**REQUIREMENTS**.
a) Answer these questions from the article on petro-pedagogy:
(i) According to the NCSE survey, what percentage of teachers are unaware of the scientific consensus on climate change?
(ii) Which body created the Petro Pete character?
(iii) What is the title of the workbook in the Ohio Oil and Gas Energy Educational Program?
b) Why does the article on petro-pedagogy call climate education a problem at many of America's public schools? Answer in one to three sentences.
c) Do these statements agree with the article on petro-pedagogy? For each one, answer yes or no and quote the words from the article that decide it.
(i) The Heartland Institute sent its book only to science teachers in Ohio.
(ii) The Oklahoma Energy Resources Board is funded by oil and gas producers.
(iii) The NEED Project's lesson plans are available online.

— start EXTRACT —

Big Oil uses its tremendous wealth to influence students with disinformation campaigns designed to promote fossil fuels, conceal the facts and obstruct climate science. This includes petro-pedagogy that deceives children in public schools and deprives them of a science-based education. University activists are increasingly citing the oil and gas industry’s targeting of kids in the classroom as another reason to divest from fossil fuels.
Climate education is a problem at many of America’s 100,000 public schools. As reported by Newsweek, an NCSE survey revealed that teachers offer their students very little climate education and when they do, it is often inaccurate (60% of teachers are unaware of the scientific consensus on climate change).
Petro-pedagogy targeting kids
Even more alarming are the lies that are being taught in public schools. The fossil fuel funded Heartland Institute sent every science teacher in the United States a deceitful book called “Why Scientists Disagree About Global Warming”. As reported by Bloomberg, they also give teachers carefully crafted lesson plans that promote fossil fuels. In Ohio, oil and gas interests provide students with fossil fuel-themed word search worksheets. One of the most creative efforts involves a comic book character named Petro Pete that encourages children in Oklahoma to fear life without oil and gas. This character was created by the Oklahoma Energy Resources Board (OERB), a state agency funded by oil and gas producers. In one of their comics, Petro declares “having no petroleum is like a nightmare.” OERB has reportedly spent $40 million over the past two decades creating pro-industry curricula, speakers series, after-school programs, and teacher workshops.
The Ohio Oil and Gas Energy Educational Program’s petro-pedagogy includes a workbook titled “Natural Gas: Your Invisible Friend”. This petro-propaganda campaign was created by Culver Company, a consulting firm for natural gas utilities. As reviewed in the Hechinger Report, a fossil fuel-funded group by the name of the NEED Project (National Energy Education Development Project) has made thousands of pages of K-12 industry-friendly climate lesson plans available online.

— end EXTRACT —
— start PROVIDED DATA —

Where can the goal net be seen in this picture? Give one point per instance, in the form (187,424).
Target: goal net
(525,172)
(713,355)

— end PROVIDED DATA —

**ANSWERS PER TASK**.
a)
(i) 60%
(ii) The Oklahoma Energy Resources Board (OERB), a state agency funded by oil and gas producers
(iii) "Natural Gas: Your Invisible Friend"

b) An NCSE survey found that teachers give their students very little climate education, and what they do teach is often inaccurate. Sixty percent of teachers are unaware of the scientific consensus on climate change.

c)
(i) No: "sent every science teacher in the United States a deceitful book"
(ii) Yes: "a state agency funded by oil and gas producers"
(iii) Yes: "has made thousands of pages of K-12 industry-friendly climate lesson plans available online"